##### Records to process #####

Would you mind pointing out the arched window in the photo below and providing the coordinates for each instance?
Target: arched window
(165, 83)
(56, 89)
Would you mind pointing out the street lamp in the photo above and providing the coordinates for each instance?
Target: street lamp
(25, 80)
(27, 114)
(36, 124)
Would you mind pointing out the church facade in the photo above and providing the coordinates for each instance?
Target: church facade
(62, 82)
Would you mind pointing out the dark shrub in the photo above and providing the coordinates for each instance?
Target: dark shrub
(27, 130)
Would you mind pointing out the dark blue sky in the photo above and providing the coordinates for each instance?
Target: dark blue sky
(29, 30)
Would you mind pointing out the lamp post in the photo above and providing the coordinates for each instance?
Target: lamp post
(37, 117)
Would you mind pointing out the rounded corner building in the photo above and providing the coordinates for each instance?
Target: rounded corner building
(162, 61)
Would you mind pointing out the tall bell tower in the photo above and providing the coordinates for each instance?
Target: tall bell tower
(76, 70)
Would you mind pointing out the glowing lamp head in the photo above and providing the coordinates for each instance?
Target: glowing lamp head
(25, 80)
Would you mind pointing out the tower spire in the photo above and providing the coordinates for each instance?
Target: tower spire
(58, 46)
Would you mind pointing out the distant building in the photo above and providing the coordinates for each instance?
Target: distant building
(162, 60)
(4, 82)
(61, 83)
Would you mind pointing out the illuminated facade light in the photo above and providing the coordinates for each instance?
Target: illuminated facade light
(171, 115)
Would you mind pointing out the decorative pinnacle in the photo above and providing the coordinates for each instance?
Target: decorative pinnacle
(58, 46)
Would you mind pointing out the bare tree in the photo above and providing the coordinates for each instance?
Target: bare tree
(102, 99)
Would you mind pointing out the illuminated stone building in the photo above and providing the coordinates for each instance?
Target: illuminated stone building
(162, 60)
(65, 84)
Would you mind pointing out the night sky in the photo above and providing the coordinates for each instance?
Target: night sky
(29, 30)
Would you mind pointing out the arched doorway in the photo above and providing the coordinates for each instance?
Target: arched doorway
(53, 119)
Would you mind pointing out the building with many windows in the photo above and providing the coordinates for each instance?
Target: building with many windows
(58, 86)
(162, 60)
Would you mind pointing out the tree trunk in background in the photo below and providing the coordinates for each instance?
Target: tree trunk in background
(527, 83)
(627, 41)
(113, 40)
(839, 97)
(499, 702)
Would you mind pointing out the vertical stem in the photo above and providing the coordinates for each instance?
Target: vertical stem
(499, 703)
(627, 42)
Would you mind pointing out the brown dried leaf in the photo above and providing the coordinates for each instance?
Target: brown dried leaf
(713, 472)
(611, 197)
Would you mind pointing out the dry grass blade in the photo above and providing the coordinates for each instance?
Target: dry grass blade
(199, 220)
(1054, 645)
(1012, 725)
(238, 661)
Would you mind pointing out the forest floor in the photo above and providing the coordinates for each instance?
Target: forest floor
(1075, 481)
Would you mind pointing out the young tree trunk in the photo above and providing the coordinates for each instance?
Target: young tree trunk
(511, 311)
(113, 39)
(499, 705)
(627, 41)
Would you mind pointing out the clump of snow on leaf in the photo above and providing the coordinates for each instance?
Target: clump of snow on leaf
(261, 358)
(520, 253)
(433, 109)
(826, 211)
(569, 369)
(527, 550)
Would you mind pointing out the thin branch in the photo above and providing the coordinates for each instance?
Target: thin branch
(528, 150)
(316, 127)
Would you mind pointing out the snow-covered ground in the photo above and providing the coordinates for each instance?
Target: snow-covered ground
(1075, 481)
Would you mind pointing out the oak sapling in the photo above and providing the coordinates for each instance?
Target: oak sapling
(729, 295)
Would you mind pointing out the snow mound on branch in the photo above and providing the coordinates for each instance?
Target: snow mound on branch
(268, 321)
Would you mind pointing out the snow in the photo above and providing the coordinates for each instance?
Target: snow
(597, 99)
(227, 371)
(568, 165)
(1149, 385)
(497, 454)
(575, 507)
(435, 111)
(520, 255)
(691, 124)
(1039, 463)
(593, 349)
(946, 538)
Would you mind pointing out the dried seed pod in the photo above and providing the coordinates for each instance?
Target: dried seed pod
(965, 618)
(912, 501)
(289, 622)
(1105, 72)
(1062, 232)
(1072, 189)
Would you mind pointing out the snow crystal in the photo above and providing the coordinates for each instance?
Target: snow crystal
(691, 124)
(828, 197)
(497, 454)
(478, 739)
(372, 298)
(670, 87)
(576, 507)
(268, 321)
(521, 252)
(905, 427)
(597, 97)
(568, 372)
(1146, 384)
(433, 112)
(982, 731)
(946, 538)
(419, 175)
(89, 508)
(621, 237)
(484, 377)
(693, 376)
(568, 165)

#####

Copy the records above exactly.

Would you mind pointing out the arched window in the photo below and providing the coordinates for each instance?
Target: arched window
(165, 83)
(56, 89)
Would you mind pointing out the street lamp in the photo above and providing the coordinates for each instance?
Target: street lamp
(25, 80)
(27, 114)
(36, 124)
Would you mind pointing out the church facade in the photo above and providing the coordinates for each instance?
Target: church facade
(62, 82)
Would you mind pointing out the dark shrub in the photo above and providing the coordinates for each instance?
Target: dark shrub
(27, 130)
Would you mind pointing out the dark blue sky in the photo above and providing the coordinates for each instance?
Target: dark blue sky
(29, 30)
Would you mind pointing out the lamp post in the photo above and providing the coordinates for each instance?
Target: lamp post
(37, 117)
Would you mind pointing out the rounded corner building in the photo above and providing the coordinates for each instance?
Target: rounded corner building
(162, 61)
Would you mind pointing out the tall bell tower in the photo above and providing the coordinates for each instance?
Target: tall bell tower
(76, 70)
Would you mind pointing out the glowing lamp head in the photo above and providing the coordinates for each instance?
Target: glowing lamp head
(25, 80)
Would you mind pointing out the tower spire in the photo above and providing the coordinates for each instance?
Target: tower spire
(58, 46)
Would you mind pointing out the distant building in the photo above and providing the coordinates for each instance?
Target: distant building
(162, 60)
(4, 82)
(61, 83)
Would you mind pointing out the illuminated facade light in the photo above and providing the coordinates for each instance?
Target: illuminated facade light
(171, 115)
Would you mind pointing out the decorative pinnacle in the photo above and providing the coordinates for each instance?
Target: decorative pinnacle
(58, 46)
Would you mind pointing out the bare tree in the photo above and providing the coordinates for each instance?
Target: bare tree
(102, 99)
Would you mind pointing out the illuminated stone building in the photo above and providing the coordinates for each instance?
Target: illuminated stone building
(162, 60)
(65, 84)
Would you mind pointing out the night sky in the photo above and providing the coordinates for each instance?
Target: night sky
(29, 30)
Would you mind pointing out the arched doorway in the photo above and providing the coordinates for each instance?
Target: arched doorway
(53, 119)
Would you mind pointing out the building with many windows in the photo above and providing the coordinates for each instance?
Target: building with many windows
(58, 86)
(162, 60)
Would you mind pointing out the tree trunk in background in the photo below and providing the coordinates for each instance?
Target: tree trunk in background
(527, 83)
(627, 41)
(113, 40)
(839, 97)
(499, 702)
Would you mind pointing out the vertical stem in the photo above and providing the coordinates for each instance?
Target: vertical stem
(499, 703)
(627, 42)
Would you mind pointing out the brown dried leaf in the photo above and providing the coordinates for each instance?
Target: brown dried leaf
(713, 472)
(611, 197)
Would you mind pointing out the dry grass blade in the photo above and providing the coordinates for each instance?
Target: dry grass blade
(199, 220)
(1054, 645)
(1012, 725)
(238, 661)
Would you mind pointing out the forest floor in the photo above and providing the coordinates for each instance?
Target: forest floor
(1075, 481)
Would you mind pointing out the young tree trunk in the photo above and providing the coordinates for each instance?
Target: young tree trunk
(511, 311)
(113, 39)
(499, 705)
(627, 41)
Would you mind pointing out the clump of snow on leaf in the photo above and providing the coordinates for each instance?
Target: clump of snow on leaf
(261, 358)
(520, 253)
(433, 109)
(826, 211)
(569, 369)
(527, 550)
Would you mind pointing out the thin branch in the photo above and providing the coordinates for each instance?
Target: thin branch
(528, 150)
(316, 127)
Would you mind pointing out the snow-covered ground in the photo above and providing the coordinates for each instance?
Target: snow-covered ground
(1075, 481)
Would you mind pointing out the oak sapling in the photo above and providing the coordinates for each instance?
Target: oak sapling
(729, 295)
Would you mind pointing out the snow mound on branch in the photo above and providing the coordinates for each instance?
Target: snow mound on branch
(268, 321)
Would you mind pointing out the snow in the photo above and providing the coordinates for each instance?
Target: snow
(597, 99)
(227, 371)
(568, 165)
(1149, 385)
(497, 454)
(575, 507)
(435, 111)
(520, 255)
(691, 124)
(1039, 463)
(593, 349)
(946, 538)
Would you mind pointing out the dried seed pod in the photo above and providing the coordinates for each instance?
Target: dried seed pod
(965, 618)
(912, 501)
(289, 622)
(1105, 72)
(1062, 232)
(1072, 189)
Would you mind pointing out the snow crystal in the photo above and providing the coordinates for each instance?
Target: snow crystal
(691, 124)
(828, 197)
(497, 454)
(478, 739)
(372, 298)
(670, 87)
(576, 507)
(268, 321)
(521, 252)
(905, 427)
(597, 97)
(568, 372)
(1146, 384)
(433, 112)
(982, 731)
(946, 538)
(419, 175)
(89, 508)
(621, 237)
(484, 377)
(693, 376)
(568, 165)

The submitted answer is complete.